■ **Excerpt provided**
# rain chamber



## sean k (Dec 20, 2007)

hi does anyone know how to build a rain chamber also how much one will cost thanks.


----------



## emmzy (Jan 24, 2007)

mines is basicaly a fish tank with a mesh lid and theres a hose pipe attached to the end of the filter that comes out the lid and into plastic bottle with holes in it...


----------



## Mujician (Mar 7, 2007)

Pictures?


----------



## dmrich (Nov 29, 2007)

Yeah pictures or a diagram would be good : victory:


----------



## elrond (Dec 18, 2007)

you could use a small aquaruim pump which has i sprinkle bar on in and attach it too the top of the tank and put it on a timer on, and place in container outside tank , but dont let it run dry ,or if your tank can,have flase bottom and have a sump below your decor , like making a mini self contained wallfall , but through a sprinkle bar in stead.

cheers

Aaron


----------



## Mujician (Mar 7, 2007)

elrond said:


> you could use a small aquaruim pump which has i sprinkle bar on in and attach it too the top of the tank and put it on a timer on, and place in container outside tank , but dont let it run dry ,or if your tank can,have flase bottom and have a sump below your decor , like making a mini self contained wallfall , but through a sprinkle bar in stead.
> 
> cheers
> 
> ...


Thats a great idea


----------



## Taodao (Oct 9, 2007)

*rain*

I have a false bottom in my terranium. (egg crate covered in epiweb) that is fully planted wirth mosses and bromeliads etc. the false bottom is 5cm deep and the water is heated to 20degC as a background temp. the water overflows into a seperate container and is then pumped via a small pond pump up to a sprinkler bar. plastic plumbing system from Homebase with gardenia garden sprinklers attatched. a timer on the pump alows total control.


----------



## sean k (Dec 20, 2007)

*pump*

hi can any one tell me the name of a pump i can use or a link to a website which sells them.


----------

■ **Records for the exercise**
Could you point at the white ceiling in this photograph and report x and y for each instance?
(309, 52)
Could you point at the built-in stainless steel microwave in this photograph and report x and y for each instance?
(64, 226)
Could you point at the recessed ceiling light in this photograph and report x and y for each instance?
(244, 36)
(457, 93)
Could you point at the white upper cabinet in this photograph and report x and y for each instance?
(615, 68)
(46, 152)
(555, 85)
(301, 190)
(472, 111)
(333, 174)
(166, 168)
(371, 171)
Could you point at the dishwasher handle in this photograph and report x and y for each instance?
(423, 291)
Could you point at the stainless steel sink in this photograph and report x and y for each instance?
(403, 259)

...

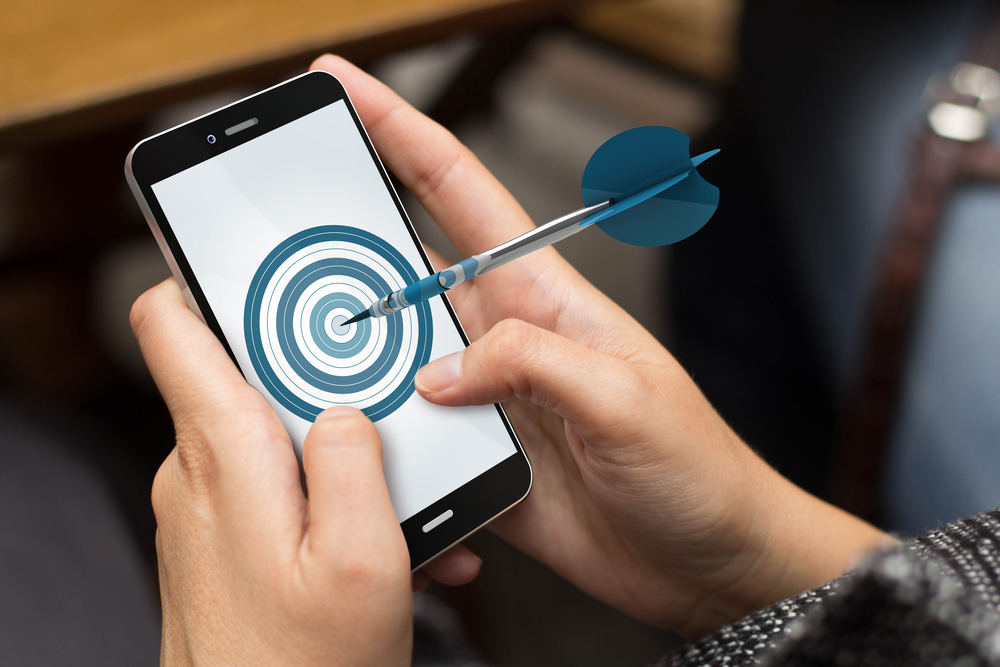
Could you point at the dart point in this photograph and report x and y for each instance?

...

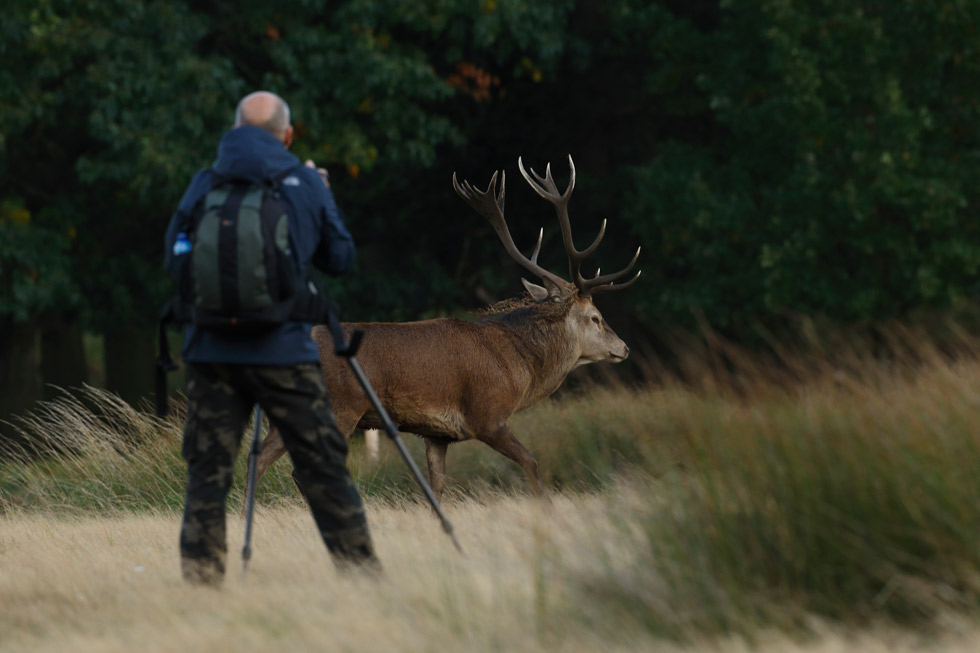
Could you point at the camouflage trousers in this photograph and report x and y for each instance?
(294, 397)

■ **Work to complete**
[1] Translate this sentence from the rain chamber thread into Spanish: "the false bottom is 5cm deep and the water is heated to 20degC as a background temp."
[2] Identify every line of the records that contains the word "point" and copy each one.

■ **Results**
[1] El fondo falso tiene 5 cm de profundidad y el agua se calienta a 20 °C como temperatura de base.

[2]
Could you point at the white ceiling in this photograph and report x and y for each instance?
Could you point at the built-in stainless steel microwave in this photograph and report x and y for each instance?
Could you point at the recessed ceiling light in this photograph and report x and y for each instance?
Could you point at the white upper cabinet in this photograph and report x and y for each instance?
Could you point at the dishwasher handle in this photograph and report x and y for each instance?
Could you point at the stainless steel sink in this photograph and report x and y for each instance?
Could you point at the dart point in this photograph and report x and y for each instance?
Could you point at the camouflage trousers in this photograph and report x and y for each instance?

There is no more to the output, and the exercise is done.